OLD BAG: This is an archive story from Issue 79 - 24 Jan 2005
Jilly Goolden

Goolden: wood shavings and rubber bands

Claret

Fine wine

Darcey Bussell

Bussell: Must stay at least 100 yards away from

Managers clash as Arsenal go red

The long and tedious peace process that settled recent rows between Arsene Wenger and Alex Ferguson has sensationally fallen apart following Arsenal's announcement that they will play their final season at Highbury in an all-claret strip.

Fired-Up Fergie

The move, apprently at Arsene Wenger's insistence, has been interpreted as a two-fingers to Alex Ferguson whose post-match custom at Old Trafford is to invite the opposition manager for a bottle of claret in the Manchester United boardroom. "Oh aye. Ah know what that froggy fucka is saying. He's saying he's got his own booze and doesne need mine. Well, he can go an shite on hisself..."

### Data provided

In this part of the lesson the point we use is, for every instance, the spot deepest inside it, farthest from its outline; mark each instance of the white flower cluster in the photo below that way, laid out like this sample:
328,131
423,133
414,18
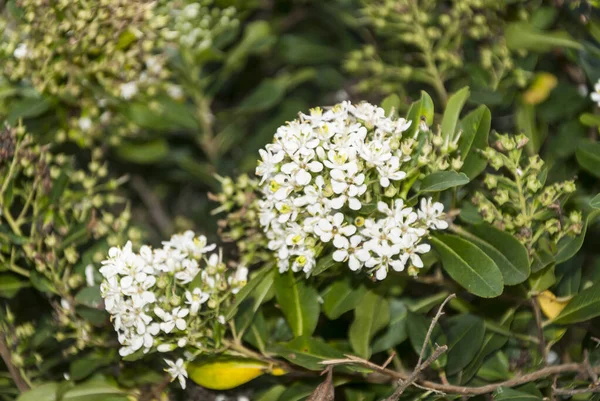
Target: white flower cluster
...
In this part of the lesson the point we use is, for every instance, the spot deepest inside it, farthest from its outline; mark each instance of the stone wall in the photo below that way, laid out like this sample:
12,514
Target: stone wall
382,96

### Directives
**a)** Retype the Arsenal strip article from "Goolden: wood shavings" up to and including "an all-claret strip.".
**b)** Extend the Arsenal strip article, continuing on from its final sentence.
The listing is unrelated material that has no part in the Arsenal strip article.

### Expected results
**a)**
Goolden: wood shavings and rubber bands

Claret

Fine wine

Darcey Bussell

Bussell: Must stay at least 100 yards away from

Managers clash as Arsenal go red

The long and tedious peace process that settled recent rows between Arsene Wenger and Alex Ferguson has sensationally fallen apart following Arsenal's announcement that they will play their final season at Highbury in an all-claret strip.

**b)**
Automaton Arsene

But Arsenal have been quick to deny the accusation, saying that the all-claret strip in the final season before moving to their new ground is a mark of respect to the first Arsenal side to play at Highbury, who also wore an all-claret strip. Wenger remarked, "Good moaning. I don't what zis Ferguson iz zaying. Why do I want to drink his wine? It is merde. We French, we know what good wine is. My claret iz better than 'iz." The FA and the police are looking into the matter as they fear it might spark fierce debates over the merits of merlot over shiraz on the terraces when the two teams next meet, or even escalate into cork-throwing between fans.

Delightful Darcey

Last night, wine ponce Jilly Goolden issued a statement to try and calm the situation. "I have tried Sir Alex's claret from the CU James winery. It has such a delicate, whimsical bounce. It is like a whisper of ballet drifting across my willing tongue, a Darcey Bussell in whirl of taffiter to Tchaikovsky. Equally, Monsieur Wenger's Chateau Wenger 98 possess a goosey, bubbly freshness that reminds one of a young Gary Lineker in his Everton days, eager and panting, an anticipation of what I am not quite sure yet, but which certainly prefigures Picasso's Cubist phase."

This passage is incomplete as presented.